All of the entries below should be copied exactly as they appear.

Referring expression data
-*-
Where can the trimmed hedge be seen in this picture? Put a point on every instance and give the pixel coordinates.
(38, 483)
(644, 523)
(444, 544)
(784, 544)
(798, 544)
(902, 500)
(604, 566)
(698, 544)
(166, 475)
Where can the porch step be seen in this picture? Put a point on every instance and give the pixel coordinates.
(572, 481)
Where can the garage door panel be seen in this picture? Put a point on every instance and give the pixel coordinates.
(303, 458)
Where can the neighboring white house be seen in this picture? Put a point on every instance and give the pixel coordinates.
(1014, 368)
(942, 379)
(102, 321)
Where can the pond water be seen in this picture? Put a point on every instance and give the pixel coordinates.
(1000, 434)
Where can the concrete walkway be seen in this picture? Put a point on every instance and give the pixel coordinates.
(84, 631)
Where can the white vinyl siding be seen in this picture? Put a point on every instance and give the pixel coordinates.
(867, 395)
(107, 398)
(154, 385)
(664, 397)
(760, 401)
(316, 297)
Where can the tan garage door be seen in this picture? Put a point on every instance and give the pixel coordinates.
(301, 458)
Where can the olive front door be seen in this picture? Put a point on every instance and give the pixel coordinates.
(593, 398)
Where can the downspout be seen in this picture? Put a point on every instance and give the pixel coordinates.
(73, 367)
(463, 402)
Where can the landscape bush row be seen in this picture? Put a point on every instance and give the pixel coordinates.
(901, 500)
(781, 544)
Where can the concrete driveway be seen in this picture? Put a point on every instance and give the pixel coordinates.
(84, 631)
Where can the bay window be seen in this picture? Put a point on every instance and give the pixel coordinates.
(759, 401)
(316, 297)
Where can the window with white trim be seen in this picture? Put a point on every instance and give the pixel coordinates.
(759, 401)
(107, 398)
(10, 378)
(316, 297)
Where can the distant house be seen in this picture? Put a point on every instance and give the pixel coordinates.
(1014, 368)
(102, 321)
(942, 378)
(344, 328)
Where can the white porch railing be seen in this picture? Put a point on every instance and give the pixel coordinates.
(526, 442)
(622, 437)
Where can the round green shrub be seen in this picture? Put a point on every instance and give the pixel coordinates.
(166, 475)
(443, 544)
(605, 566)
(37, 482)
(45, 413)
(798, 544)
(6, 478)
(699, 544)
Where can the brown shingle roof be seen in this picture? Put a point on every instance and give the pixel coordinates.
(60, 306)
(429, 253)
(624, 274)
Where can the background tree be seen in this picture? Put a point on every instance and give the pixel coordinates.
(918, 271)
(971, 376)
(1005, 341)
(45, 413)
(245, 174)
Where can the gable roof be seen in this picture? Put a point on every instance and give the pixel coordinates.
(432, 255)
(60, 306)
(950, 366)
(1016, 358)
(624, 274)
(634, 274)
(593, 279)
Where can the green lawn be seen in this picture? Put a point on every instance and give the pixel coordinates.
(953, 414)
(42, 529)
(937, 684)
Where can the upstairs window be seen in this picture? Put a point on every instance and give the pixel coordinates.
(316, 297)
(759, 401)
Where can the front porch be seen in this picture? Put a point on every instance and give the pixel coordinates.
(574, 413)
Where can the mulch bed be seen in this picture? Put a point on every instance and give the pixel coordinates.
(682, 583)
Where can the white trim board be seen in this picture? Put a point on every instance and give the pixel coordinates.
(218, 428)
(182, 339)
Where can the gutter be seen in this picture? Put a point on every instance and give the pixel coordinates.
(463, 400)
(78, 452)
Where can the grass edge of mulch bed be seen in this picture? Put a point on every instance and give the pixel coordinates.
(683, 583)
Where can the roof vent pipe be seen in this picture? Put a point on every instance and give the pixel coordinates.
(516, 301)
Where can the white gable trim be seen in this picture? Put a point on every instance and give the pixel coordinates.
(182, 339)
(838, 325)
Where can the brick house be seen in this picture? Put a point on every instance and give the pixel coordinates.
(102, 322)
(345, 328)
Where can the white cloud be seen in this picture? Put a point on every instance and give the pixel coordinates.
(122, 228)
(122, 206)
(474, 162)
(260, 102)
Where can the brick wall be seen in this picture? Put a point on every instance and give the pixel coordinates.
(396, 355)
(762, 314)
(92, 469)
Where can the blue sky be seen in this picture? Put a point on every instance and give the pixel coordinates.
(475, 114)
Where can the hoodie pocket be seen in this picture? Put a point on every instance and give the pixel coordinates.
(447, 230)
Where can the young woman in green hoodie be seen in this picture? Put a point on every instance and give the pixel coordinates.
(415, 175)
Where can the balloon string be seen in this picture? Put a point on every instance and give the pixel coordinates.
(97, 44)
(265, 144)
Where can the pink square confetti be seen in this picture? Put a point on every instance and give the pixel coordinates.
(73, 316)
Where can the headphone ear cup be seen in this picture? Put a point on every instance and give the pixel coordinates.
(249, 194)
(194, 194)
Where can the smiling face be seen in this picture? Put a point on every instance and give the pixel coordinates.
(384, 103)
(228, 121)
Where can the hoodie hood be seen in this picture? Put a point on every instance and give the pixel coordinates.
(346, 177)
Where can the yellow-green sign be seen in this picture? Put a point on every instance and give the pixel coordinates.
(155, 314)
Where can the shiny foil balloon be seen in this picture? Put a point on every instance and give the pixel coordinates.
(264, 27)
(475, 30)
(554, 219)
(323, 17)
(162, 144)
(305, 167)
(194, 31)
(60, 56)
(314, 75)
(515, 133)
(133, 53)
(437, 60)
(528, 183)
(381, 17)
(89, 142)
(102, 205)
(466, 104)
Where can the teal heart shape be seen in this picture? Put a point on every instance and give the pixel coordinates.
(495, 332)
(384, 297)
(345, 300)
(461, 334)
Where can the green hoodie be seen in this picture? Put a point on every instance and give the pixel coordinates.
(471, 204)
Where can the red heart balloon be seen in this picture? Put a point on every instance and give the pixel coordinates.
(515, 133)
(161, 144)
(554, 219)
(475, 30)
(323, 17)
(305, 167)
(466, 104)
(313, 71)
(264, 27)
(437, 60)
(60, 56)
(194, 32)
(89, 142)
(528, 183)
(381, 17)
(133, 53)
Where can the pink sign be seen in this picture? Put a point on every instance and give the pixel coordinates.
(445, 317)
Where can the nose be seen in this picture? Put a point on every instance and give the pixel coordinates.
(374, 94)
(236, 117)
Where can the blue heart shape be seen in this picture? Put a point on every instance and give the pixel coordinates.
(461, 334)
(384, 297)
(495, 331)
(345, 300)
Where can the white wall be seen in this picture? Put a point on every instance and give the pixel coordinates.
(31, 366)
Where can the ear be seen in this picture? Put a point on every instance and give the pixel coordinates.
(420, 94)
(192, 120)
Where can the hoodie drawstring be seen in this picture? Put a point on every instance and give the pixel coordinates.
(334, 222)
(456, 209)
-*-
**SOLVED PROBLEM**
Where can the trimmed hedge be seen in this picture? Put a point on every instance and give the pixel coordinates.
(38, 483)
(644, 523)
(444, 544)
(784, 544)
(798, 544)
(902, 500)
(604, 566)
(698, 544)
(166, 475)
Where can the porch step be seen in this picture? Put a point on every instance and give the pixel coordinates.
(572, 481)
Where can the garage door panel be seen in this picture? Put a point on every instance and give the pixel coordinates.
(303, 458)
Where can the neighboring white house be seen in this picture? Put a point on every instance and give the pixel coordinates.
(1014, 368)
(942, 379)
(102, 321)
Where can the pond water be seen in this picture? Put a point on every instance and give the pixel coordinates.
(1000, 434)
Where can the concrete walkway be seen in this picture? Put a point on every instance and give the pixel coordinates.
(84, 631)
Where can the white vinyl siding be seen in this picture? Put a point on every instance and give the pixel coordinates.
(867, 395)
(107, 398)
(154, 385)
(664, 397)
(760, 401)
(316, 297)
Where can the tan garage door be seen in this picture? Put a point on every instance and give the pixel coordinates.
(301, 458)
Where can the olive front door be seen in this picture? Put a point on every instance and give the pixel coordinates.
(593, 398)
Where can the downspout be seen in this picture? Put a point on every instance and give the pixel coordinates.
(73, 367)
(463, 402)
Where can the landscape bush row be seen in this picture? Put a point on every instance and give the pixel coordinates.
(901, 500)
(781, 544)
Where can the concrete driveway be seen in this picture? Put a point on every instance and give the pixel coordinates.
(84, 631)
Where can the bay window be seen in this picture? Put a point on every instance and give the pixel coordinates.
(759, 401)
(316, 297)
Where can the window with white trim be seen in this picture? Put a point on every instance and give the pixel coordinates.
(759, 401)
(107, 398)
(10, 378)
(316, 297)
Where can the distant house be seen in this picture? Put a point on every instance and give the pixel coordinates.
(1014, 368)
(102, 321)
(942, 378)
(344, 328)
Where can the white porch railing be seen in this picture? Put a point on every instance and give the pixel coordinates.
(526, 442)
(622, 437)
Where can the round green shrub be seen in this picture? Put a point on every instance and give the pixel coordinates.
(166, 475)
(443, 544)
(605, 566)
(37, 482)
(45, 413)
(798, 544)
(6, 478)
(699, 544)
Where can the brown shingle roof be seen in this picture? Put a point on every instance and give the pixel coordinates.
(60, 306)
(429, 253)
(624, 274)
Where can the background tree be seen in this picture? Put a point on every instance and give the pixel coordinates.
(918, 271)
(971, 376)
(1005, 341)
(45, 413)
(245, 174)
Where can the gable roof be seen in this picture? Put a point on every instance and give the pixel coordinates.
(432, 255)
(60, 306)
(950, 366)
(1016, 358)
(624, 274)
(634, 274)
(593, 279)
Where can the green lawn be seen in this picture? Put a point on every instance and give the pixel coordinates.
(953, 414)
(42, 529)
(937, 684)
Where can the upstairs window be seen in this picture? Put a point on every instance and give the pixel coordinates.
(316, 297)
(759, 401)
Where can the front porch be seen in this picture? Put a point on every instance and give the pixel coordinates.
(574, 413)
Where can the mulch bed be seen in this picture? Put a point on every instance and give the pixel coordinates.
(682, 583)
Where can the white trim board be seen in this picture? Put a point on every instance and give the pixel coordinates.
(218, 428)
(182, 339)
Where can the gutter be seen in this picture? Put a point on every instance and give the pixel coordinates.
(463, 400)
(78, 452)
Where can the grass edge of mulch bed be seen in this picture? Put a point on every instance and give the pixel coordinates.
(683, 583)
Where can the roof vent pipe be seen in this picture? Put a point on every instance and give the pixel coordinates.
(516, 301)
Where can the white gable trim be seen in this picture? Put a point on every instance and give the pixel coordinates.
(182, 339)
(838, 325)
Where can the brick house be seen in this picture? Put a point on every instance and give the pixel coordinates.
(102, 322)
(345, 328)
Where can the white cloud be seen in this picture? Put a point on every instance and give the pixel coordinates.
(122, 228)
(122, 206)
(474, 162)
(260, 102)
Where can the brick wall be seen in this picture? Put a point on every instance and give the pixel coordinates.
(396, 355)
(762, 314)
(92, 469)
Where can the blue sky be seen in this picture? Put a point on every instance and give the pixel coordinates.
(475, 114)
Where can the hoodie pocket be seen in this picture? Put a point on every instance and give the pixel coordinates.
(447, 230)
Where can the young woman in green hoodie be seen in this picture? Put a point on every instance and give the pixel coordinates.
(415, 175)
Where can the balloon string be seen in this picture? Put a point on every instance and give the pixel coordinates.
(97, 44)
(265, 144)
Where can the pink square confetti be seen in this picture? Put a point on every instance and give the pixel coordinates.
(73, 316)
Where can the headphone ear cup be seen in this picture? Put a point on every instance and give the pixel coordinates.
(249, 194)
(194, 194)
Where can the smiling face be seen in this picture? Put a point on every instance and give the pixel coordinates.
(384, 103)
(228, 121)
Where can the hoodie hood be seen in this picture? Put a point on every instance and give the pixel coordinates.
(346, 177)
Where can the yellow-green sign be seen in this picture? Put a point on every instance and give the pixel coordinates.
(155, 314)
Where can the shiny foil balloon be seen in this picture? Put a point on every instance and give the pixel coordinates.
(264, 27)
(475, 30)
(554, 219)
(323, 17)
(162, 144)
(305, 167)
(194, 31)
(60, 56)
(314, 75)
(515, 133)
(133, 53)
(437, 60)
(528, 183)
(381, 17)
(89, 142)
(102, 205)
(466, 104)
Where can the teal heart shape be seen in this picture? Put a point on every instance and give the pixel coordinates.
(495, 332)
(384, 297)
(345, 300)
(461, 334)
Where can the green hoodie be seen in this picture? Put a point on every instance and give the pixel coordinates.
(471, 204)
Where can the red heart balloon be seen in this picture? Put a point on every instance and give the pixel coordinates.
(515, 133)
(161, 144)
(554, 219)
(475, 30)
(323, 17)
(305, 167)
(466, 104)
(313, 71)
(264, 27)
(437, 60)
(60, 56)
(194, 32)
(89, 142)
(528, 183)
(381, 17)
(133, 53)
Where can the pink sign be seen in this picture? Put a point on every instance and give the pixel coordinates.
(445, 317)
Where can the nose be seen in this picture? Put a point on every instance and give the pixel coordinates.
(374, 94)
(236, 117)
Where can the blue heart shape be seen in this picture? Put a point on every instance and give the pixel coordinates.
(461, 334)
(384, 297)
(495, 331)
(345, 300)
Where can the white wall be seen in this picture? Put a point on every instance and give the pixel coordinates.
(31, 366)
Where can the ear be seen in this picture? Put a point on every instance and give the pixel coordinates.
(420, 94)
(192, 120)
Where can the hoodie drawstring be seen in this picture? Put a point on every instance and give the pixel coordinates.
(334, 222)
(456, 209)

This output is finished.